* 指示 1:
提示文では、高圧部の定格をどの程度と見積もっていますか。
* 指示 2:
提示文のうち、「ここで、エキサイタコイルの発」を含む語句で始まり「した。回路は最後に挙げます。」で終わる部分を、一字一句変えずに書き出してください。
#### 提示文
4EUエンジン用デジタルCDIの製作 その2

今回試作するCDIの仕様を再度おさらいしましょう。

・マイコン制御で点火時期が可変
・とりあえず電源は12V

この2点です。
まず設計をするにあたり、ピックアップの信号強度やエキサイタコイルの発生電圧、コンデンサのチャージ電圧を把握しておく必要があります

どこのご家庭にでもあるオシロスコープでとりあえず波形を測りました。

IMG_2289

これはピックアップ信号

IMG_2394

これはエキサイタコイルの信号
YECのCDIを着けた状態でハーネス分岐による計測を行っているので、どうやらYECのは半波整流回路で点火の電力を受けているらしい?ことが分かります。妙に電圧が24Vで平滑?されているのは整流回路的な?リバースエンジニアリングしてないのでなんとも言えませんが。

ともかく、信号強度や波形を把握できました。

ここで、エキサイタコイルの発生電圧を確認します。アイドリングでは実効100V程度で、それなりに回してもそこまで電圧の変化が小でした。
レブリミットまで回した場合はわからないので、マージンをとってコイルの発生電圧を概ねMax:200V程度になると仮定し、高圧部の定格は400V程度と見積もりました。実際、市販車のサイリスタも400V耐圧なので間違っては居ないでしょう。
また、ピックアップ信号の強度からフォトカプラの定格設計を行いました。回路は最後に挙げます。

フォトカプラに関しては、真面目に推奨定格電流しか流さないようにするのはなかなか難しい、というのも信号強度が5~20V程度まで変化します。とりあえず、高圧時にも定格に収まるように設定しましたが、電流が流れすぎるとフォトカプラは劣化してしまうので、長期運用してみないと果たしてこれが適切なのかどうかは確認できません。不動になったらダメだったということです。

ところで、ピックアップ信号が2つ出ていますが、正負で区別してもコイルのどちらかをアースと決めないと区別できないし、そもそもそんなこと言っても感覚的にわかりづらいので、ここでは順番に第1波、第2波と区別することにします。アナログCDIはこのどちらの信号で点火しているのかを確認します。

ということで測りました。

IMG_2339

黄色の波形がイグニッションケーブルの近くにプローブを設置して計測した点火波形です。アナログCDIは基本的に入力と同時にピックアップ信号が発火しているはずです
結果としては、第2波の信号を用いて点火していることがわかりました。まあ、機械的な位置関係から予想はしていましたが……
これであれば、デジタルで制御する場合には第1波の信号を用いて、回転数の情報から第1波信号の時点から点火目標角度までフライホイールが回転するのを待って点火させれば良いので、容易にピックアップ信号よりも早い時期での点火=アナログCDI以上の進角が可能です。
アナログだと、フライホイールを削ったりしない限りはあれより進角させられませんから、アナログCDIの限界を簡単に越えられるのはデジタルのいいところです。

入力信号の要件をまとめると

・エキサイタコイル(チャージコイル)の発生電圧(ピーク)は概ね200V程度
・ピックアップ信号のピーク電圧は5~25V程度(負荷接続時)
########
#### 生データ
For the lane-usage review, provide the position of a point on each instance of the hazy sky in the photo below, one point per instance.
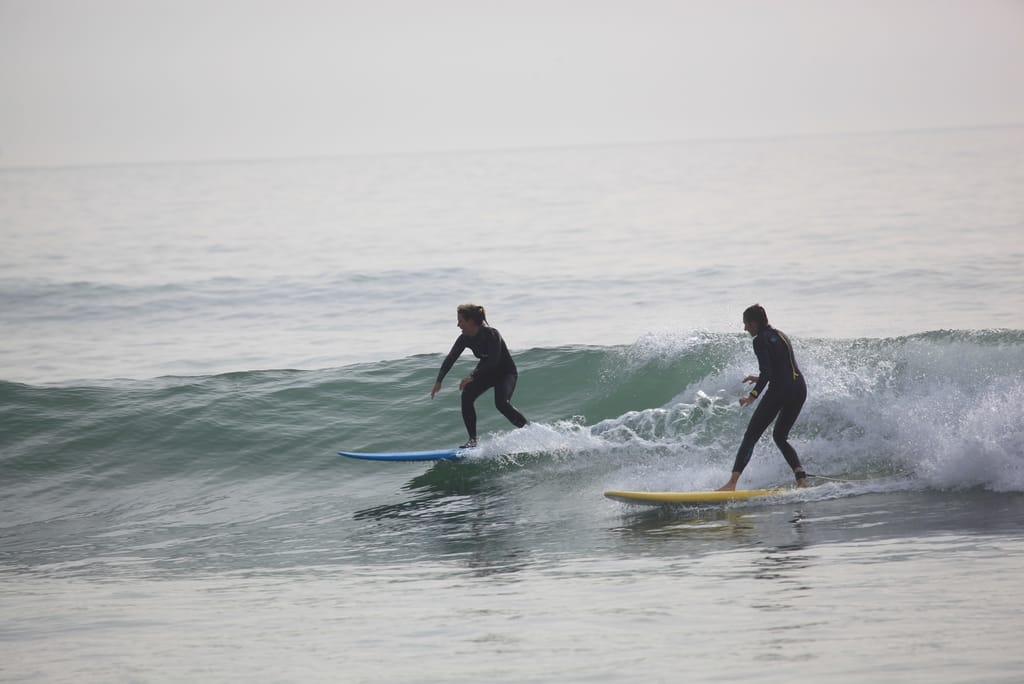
########
* 解答 1:
400V程度です。

* 解答 2:
ここで、エキサイタコイルの発生電圧を確認します。アイドリングでは実効100V程度で、それなりに回してもそこまで電圧の変化が小でした。
レブリミットまで回した場合はわからないので、マージンをとってコイルの発生電圧を概ねMax:200V程度になると仮定し、高圧部の定格は400V程度と見積もりました。実際、市販車のサイリスタも400V耐圧なので間違っては居ないでしょう。
また、ピックアップ信号の強度からフォトカプラの定格設計を行いました。回路は最後に挙げます。